Exercise: Turn each line of the records below into one string of a JSON list, leaving out any blank lines.

Pointing records:
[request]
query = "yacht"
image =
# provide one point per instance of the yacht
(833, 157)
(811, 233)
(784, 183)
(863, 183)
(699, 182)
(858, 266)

Correct output:
[
  "[request]",
  "query = \"yacht\"",
  "image =",
  "# provide one point per instance of the yacht",
  "(833, 157)",
  "(811, 233)",
  "(784, 183)",
  "(863, 183)",
  "(699, 182)",
  "(858, 266)"
]